> _Task details_
Present every line of the records below as a numbered list, omitting any blank lines.
— start of Input —
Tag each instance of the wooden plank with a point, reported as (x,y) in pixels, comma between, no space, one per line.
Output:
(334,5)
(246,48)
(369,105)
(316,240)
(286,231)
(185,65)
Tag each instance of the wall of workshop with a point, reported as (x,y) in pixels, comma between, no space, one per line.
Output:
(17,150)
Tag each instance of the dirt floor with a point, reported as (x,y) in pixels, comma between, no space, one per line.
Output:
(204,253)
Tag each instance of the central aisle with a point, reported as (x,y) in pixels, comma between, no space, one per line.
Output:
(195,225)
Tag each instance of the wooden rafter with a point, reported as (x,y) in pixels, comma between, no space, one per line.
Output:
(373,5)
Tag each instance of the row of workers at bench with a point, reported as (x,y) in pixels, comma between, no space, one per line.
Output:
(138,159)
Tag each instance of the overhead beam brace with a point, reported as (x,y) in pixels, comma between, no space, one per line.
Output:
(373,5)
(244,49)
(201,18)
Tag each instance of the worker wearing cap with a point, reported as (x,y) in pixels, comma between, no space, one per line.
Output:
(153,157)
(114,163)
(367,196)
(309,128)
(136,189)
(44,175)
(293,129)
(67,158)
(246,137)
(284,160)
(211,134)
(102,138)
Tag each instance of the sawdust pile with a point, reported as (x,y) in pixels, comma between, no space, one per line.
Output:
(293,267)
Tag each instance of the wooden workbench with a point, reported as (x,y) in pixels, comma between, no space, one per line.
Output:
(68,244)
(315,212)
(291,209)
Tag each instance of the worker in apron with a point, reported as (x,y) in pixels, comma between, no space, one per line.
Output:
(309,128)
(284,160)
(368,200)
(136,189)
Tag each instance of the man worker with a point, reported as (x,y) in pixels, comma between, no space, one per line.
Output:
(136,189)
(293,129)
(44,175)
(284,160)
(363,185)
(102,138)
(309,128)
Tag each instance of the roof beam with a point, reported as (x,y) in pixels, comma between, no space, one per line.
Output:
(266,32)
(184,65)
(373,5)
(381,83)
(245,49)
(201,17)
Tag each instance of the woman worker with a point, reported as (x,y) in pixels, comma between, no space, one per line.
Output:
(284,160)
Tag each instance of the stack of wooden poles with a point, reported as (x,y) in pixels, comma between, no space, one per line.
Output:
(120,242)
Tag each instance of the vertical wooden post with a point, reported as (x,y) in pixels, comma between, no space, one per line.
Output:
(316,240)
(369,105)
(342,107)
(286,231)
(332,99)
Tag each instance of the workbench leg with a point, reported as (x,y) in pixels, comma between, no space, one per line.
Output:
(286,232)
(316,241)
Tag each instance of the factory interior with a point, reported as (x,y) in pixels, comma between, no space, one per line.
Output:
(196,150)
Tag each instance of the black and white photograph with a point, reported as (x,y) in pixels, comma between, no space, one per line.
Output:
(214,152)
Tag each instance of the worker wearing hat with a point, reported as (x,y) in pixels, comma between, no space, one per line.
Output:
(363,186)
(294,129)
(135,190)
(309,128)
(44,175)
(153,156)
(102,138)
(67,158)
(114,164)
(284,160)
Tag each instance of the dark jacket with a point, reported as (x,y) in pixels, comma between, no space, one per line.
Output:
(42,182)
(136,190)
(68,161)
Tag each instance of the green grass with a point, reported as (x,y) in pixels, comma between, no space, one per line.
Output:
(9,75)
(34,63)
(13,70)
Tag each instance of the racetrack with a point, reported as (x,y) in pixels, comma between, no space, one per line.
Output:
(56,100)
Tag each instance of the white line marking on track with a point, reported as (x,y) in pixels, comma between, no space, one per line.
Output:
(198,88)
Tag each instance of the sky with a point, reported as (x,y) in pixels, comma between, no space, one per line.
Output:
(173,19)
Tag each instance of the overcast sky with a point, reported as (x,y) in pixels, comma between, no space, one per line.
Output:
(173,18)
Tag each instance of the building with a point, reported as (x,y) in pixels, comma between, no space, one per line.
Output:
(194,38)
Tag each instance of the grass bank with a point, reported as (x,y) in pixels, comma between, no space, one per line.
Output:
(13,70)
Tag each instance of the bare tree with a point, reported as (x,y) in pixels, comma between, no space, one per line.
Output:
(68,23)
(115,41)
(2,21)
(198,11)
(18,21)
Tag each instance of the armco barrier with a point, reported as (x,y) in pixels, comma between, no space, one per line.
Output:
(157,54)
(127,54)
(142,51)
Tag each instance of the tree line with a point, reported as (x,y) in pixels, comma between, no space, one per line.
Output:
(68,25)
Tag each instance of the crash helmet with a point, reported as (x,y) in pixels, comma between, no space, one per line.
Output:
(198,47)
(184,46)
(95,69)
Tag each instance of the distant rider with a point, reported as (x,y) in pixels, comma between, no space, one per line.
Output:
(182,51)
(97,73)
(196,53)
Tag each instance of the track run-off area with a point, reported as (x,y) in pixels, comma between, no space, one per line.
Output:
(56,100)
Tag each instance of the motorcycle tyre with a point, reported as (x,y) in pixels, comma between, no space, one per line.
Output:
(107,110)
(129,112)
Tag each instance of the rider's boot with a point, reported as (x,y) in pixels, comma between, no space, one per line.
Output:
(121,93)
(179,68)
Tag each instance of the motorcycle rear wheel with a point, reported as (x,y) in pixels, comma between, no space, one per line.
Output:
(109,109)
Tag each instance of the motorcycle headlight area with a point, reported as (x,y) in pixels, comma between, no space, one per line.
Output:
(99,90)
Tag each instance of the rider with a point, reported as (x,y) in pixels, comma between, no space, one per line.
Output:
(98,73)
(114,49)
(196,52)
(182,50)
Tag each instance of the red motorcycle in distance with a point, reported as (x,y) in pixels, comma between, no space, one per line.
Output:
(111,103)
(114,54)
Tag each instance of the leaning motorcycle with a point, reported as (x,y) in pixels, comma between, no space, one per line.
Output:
— end of Input —
> _Solution_
1. Tag each instance of the wooden plank with a point, reported as (x,y) in pixels, comma between, no space, one per line.
2. Output:
3. (334,5)
4. (246,48)
5. (369,105)
6. (316,240)
7. (286,231)
8. (185,65)
9. Tag each instance of the wall of workshop with a point, reported as (x,y) in pixels, comma between, no space, one per line.
10. Output:
11. (17,150)
12. Tag each instance of the dirt floor with a point, reported as (x,y) in pixels, comma between, no space, one per line.
13. Output:
14. (204,253)
15. Tag each instance of the central aisle with a point, reported as (x,y) in pixels, comma between, no space, one per line.
16. Output:
17. (195,225)
18. Tag each instance of the wooden rafter with a point, reported as (x,y) in pixels, comma between, no space, one per line.
19. Output:
20. (373,5)
21. Tag each instance of the row of workers at bench with a point, reported as (x,y) in pixels, comma between, no space, one per line.
22. Output:
23. (138,159)
24. Tag each instance of the overhead beam brace with a point, reported as (x,y) in pixels, comma between, no space, one per line.
25. Output:
26. (373,5)
27. (244,49)
28. (201,18)
29. Tag each instance of the worker wearing cap with a point, reported as (x,y) in pixels, comma between, no space, one per line.
30. Output:
31. (153,157)
32. (114,163)
33. (367,196)
34. (309,128)
35. (136,189)
36. (44,175)
37. (293,129)
38. (67,158)
39. (246,137)
40. (284,160)
41. (211,134)
42. (102,138)
43. Tag each instance of the sawdust pile with a point, reported as (x,y) in pixels, comma between, no space, one per line.
44. Output:
45. (293,267)
46. Tag each instance of the wooden workbench with a point, reported as (x,y) in pixels, comma between, no space, one per line.
47. Output:
48. (68,244)
49. (315,212)
50. (291,209)
51. Tag each instance of the worker in apron with a point, reported as (x,y) in pixels, comma between, no space, one per line.
52. Output:
53. (309,128)
54. (284,160)
55. (368,200)
56. (136,189)
57. Tag each instance of the man worker with a point, reported as (x,y) in pixels, comma between, no space, one per line.
58. Output:
59. (136,189)
60. (293,129)
61. (44,175)
62. (284,160)
63. (363,185)
64. (102,138)
65. (309,128)
66. Tag each instance of the roof beam with a point, reported as (x,y) in pixels, comma between, no space, one per line.
67. Output:
68. (266,32)
69. (184,65)
70. (373,5)
71. (381,83)
72. (245,49)
73. (201,17)
74. Tag each instance of the woman worker with a point, reported as (x,y) in pixels, comma between, no space, one per line.
75. Output:
76. (284,160)
77. Tag each instance of the stack of wooden poles with a point, reported as (x,y) in pixels, comma between, no space, one per line.
78. Output:
79. (120,242)
80. Tag each instance of the vertical wooden post with a point, reported as (x,y) in pixels, comma between, no space, one per line.
81. Output:
82. (316,240)
83. (369,105)
84. (342,107)
85. (286,231)
86. (332,99)
87. Tag each instance of the workbench leg with a point, reported as (x,y) in pixels, comma between, no space, one per line.
88. Output:
89. (286,232)
90. (316,241)
91. Tag each instance of the factory interior with a point, reported as (x,y) in pixels, comma between, no space, one per line.
92. Output:
93. (196,150)
94. Tag each instance of the black and white photograph with a point, reported as (x,y) in pixels, comma between, no space, one per line.
95. Output:
96. (214,152)
97. Tag each instance of the worker wearing hat with a point, reported as (x,y) in pixels, comma between, no space, one per line.
98. Output:
99. (363,186)
100. (294,129)
101. (135,190)
102. (309,128)
103. (44,175)
104. (153,156)
105. (102,138)
106. (67,158)
107. (114,164)
108. (284,160)
109. Tag each instance of the dark jacket with a point, reported as (x,y) in pixels, comma between, no space, one per line.
110. Output:
111. (42,182)
112. (136,190)
113. (68,161)
114. Tag each instance of the green grass with a point, reported as (x,y) in pixels, comma between, no space, one per line.
115. Output:
116. (9,75)
117. (34,63)
118. (13,70)
119. Tag each instance of the racetrack with a point, reported as (x,y) in pixels, comma between, no space, one per line.
120. Output:
121. (56,100)
122. Tag each instance of the white line marking on track with a point, reported as (x,y) in pixels, comma between, no space, one per line.
123. Output:
124. (198,88)
125. Tag each instance of the sky with a point, reported as (x,y) in pixels, comma between, no space, one per line.
126. Output:
127. (173,19)
128. Tag each instance of the overcast sky with a point, reported as (x,y) in pixels, comma between, no space, one per line.
129. Output:
130. (173,18)
131. Tag each instance of the building with a point, reported as (x,y) in pixels, comma between, no space, one per line.
132. Output:
133. (194,38)
134. Tag each instance of the grass bank with a point, reported as (x,y) in pixels, comma between, no space, one per line.
135. Output:
136. (13,70)
137. Tag each instance of the bare tree with a point, reported as (x,y) in pixels, comma between, no space, one per line.
138. Output:
139. (68,23)
140. (115,41)
141. (2,21)
142. (198,11)
143. (18,21)
144. Tag each instance of the armco barrier with a point, reported as (x,y) in pixels, comma between, no space, one per line.
145. Output:
146. (157,54)
147. (127,54)
148. (142,51)
149. Tag each instance of the tree line with a point, reported as (x,y) in pixels, comma between, no space, one per line.
150. Output:
151. (68,25)
152. Tag each instance of the crash helmet with a point, reported as (x,y) in pixels, comma between, no space, one per line.
153. Output:
154. (198,47)
155. (184,46)
156. (95,69)
157. Tag each instance of the distant rider with a point, reported as (x,y) in pixels, comma between, no space, one per line.
158. Output:
159. (182,51)
160. (97,73)
161. (196,53)
162. Tag each instance of the track run-off area with a point, reported as (x,y) in pixels, comma between, no space, one per line.
163. Output:
164. (56,100)
165. Tag each instance of the motorcycle tyre with a point, reported as (x,y) in pixels, comma between, no space, one per line.
166. Output:
167. (107,110)
168. (129,112)
169. Tag each instance of the rider's boot with a point, reported as (x,y) in pixels, comma between, no space, one per line.
170. Output:
171. (121,93)
172. (179,68)
173. Tag each instance of the motorcycle rear wheel with a point, reported as (x,y) in pixels, comma between, no space, one per line.
174. Output:
175. (109,109)
176. Tag each instance of the motorcycle headlight area with a point, reported as (x,y) in pixels, comma between, no space, one per line.
177. Output:
178. (99,90)
179. Tag each instance of the rider with a point, reported as (x,y) in pixels, comma between, no space, one per line.
180. Output:
181. (98,73)
182. (114,49)
183. (196,52)
184. (182,50)
185. Tag each instance of the red motorcycle in distance with a point, reported as (x,y) in pixels, comma between, no space, one per line.
186. Output:
187. (111,103)
188. (114,54)
189. Tag each instance of the leaning motorcycle with a point, reported as (x,y) in pixels, comma between, no space, one per line.
190. Output:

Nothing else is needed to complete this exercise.